» DESCRIPTION OF THE TASK: Copy out the stretch from the line containing "In this photo, point at the grass" through the last line below, requests included. Scale each [x, y] point coordinate in the answers by 2.1, rounding to whole numbers with halves going up, and leave the requests unchanged.

» DATA SHOWN:
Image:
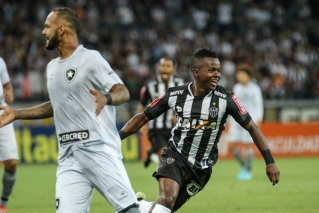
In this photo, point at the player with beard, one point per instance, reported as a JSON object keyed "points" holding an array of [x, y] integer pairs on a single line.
{"points": [[8, 144], [83, 90], [202, 107], [159, 129]]}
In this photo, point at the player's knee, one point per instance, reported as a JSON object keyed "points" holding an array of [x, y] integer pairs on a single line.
{"points": [[10, 165], [167, 201]]}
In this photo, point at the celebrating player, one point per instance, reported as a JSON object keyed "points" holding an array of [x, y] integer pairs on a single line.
{"points": [[202, 107], [89, 145]]}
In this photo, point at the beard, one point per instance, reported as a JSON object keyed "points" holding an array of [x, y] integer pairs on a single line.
{"points": [[53, 42]]}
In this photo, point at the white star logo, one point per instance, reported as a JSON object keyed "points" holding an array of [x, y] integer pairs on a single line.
{"points": [[70, 74]]}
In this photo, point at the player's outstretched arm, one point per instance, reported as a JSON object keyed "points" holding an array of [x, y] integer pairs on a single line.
{"points": [[133, 125], [272, 171], [117, 95], [41, 111]]}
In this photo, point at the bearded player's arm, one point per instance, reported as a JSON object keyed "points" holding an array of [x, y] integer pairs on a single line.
{"points": [[38, 112]]}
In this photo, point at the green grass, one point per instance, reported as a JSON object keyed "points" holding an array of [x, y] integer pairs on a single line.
{"points": [[297, 191]]}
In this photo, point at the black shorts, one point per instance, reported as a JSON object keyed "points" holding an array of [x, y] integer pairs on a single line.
{"points": [[159, 138], [175, 167]]}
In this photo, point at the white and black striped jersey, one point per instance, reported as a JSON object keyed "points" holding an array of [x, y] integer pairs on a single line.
{"points": [[152, 90], [200, 121]]}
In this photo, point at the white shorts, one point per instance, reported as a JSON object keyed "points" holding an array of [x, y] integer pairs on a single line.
{"points": [[8, 143], [87, 168], [237, 133]]}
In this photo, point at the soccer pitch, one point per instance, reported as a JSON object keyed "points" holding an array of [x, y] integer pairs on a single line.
{"points": [[297, 191]]}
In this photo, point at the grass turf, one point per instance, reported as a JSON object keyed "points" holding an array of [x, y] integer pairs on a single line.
{"points": [[297, 191]]}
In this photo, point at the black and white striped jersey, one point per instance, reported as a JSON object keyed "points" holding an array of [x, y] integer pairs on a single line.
{"points": [[200, 121], [152, 90]]}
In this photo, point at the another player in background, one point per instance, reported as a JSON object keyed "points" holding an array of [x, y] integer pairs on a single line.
{"points": [[202, 108], [159, 129], [250, 95], [8, 144], [83, 91]]}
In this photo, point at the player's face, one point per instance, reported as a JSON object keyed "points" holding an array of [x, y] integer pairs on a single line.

» SOLVED EXERCISE:
In this photo, point at the grass turf, one point per instance, reported as a JSON object keyed "points" holding an array of [x, y] integer pairs on a single line.
{"points": [[624, 401]]}
In this photo, point at the black and white striped jersey, one point per instance, reported as a JSON object keyed "points" holding an array of [x, y] integer pairs on a single line.
{"points": [[420, 254], [319, 189]]}
In this photo, point at the another player in background, one point per instance, reported as a JSON object keyed "points" holding an array of [x, y] integer pairs on a single line.
{"points": [[424, 227], [334, 271], [525, 200], [17, 302], [174, 191]]}
In this photo, point at the player's face, one point per instance, reported as a JSON object keyed "points" holding an array of [x, y] integer pairs on a single line.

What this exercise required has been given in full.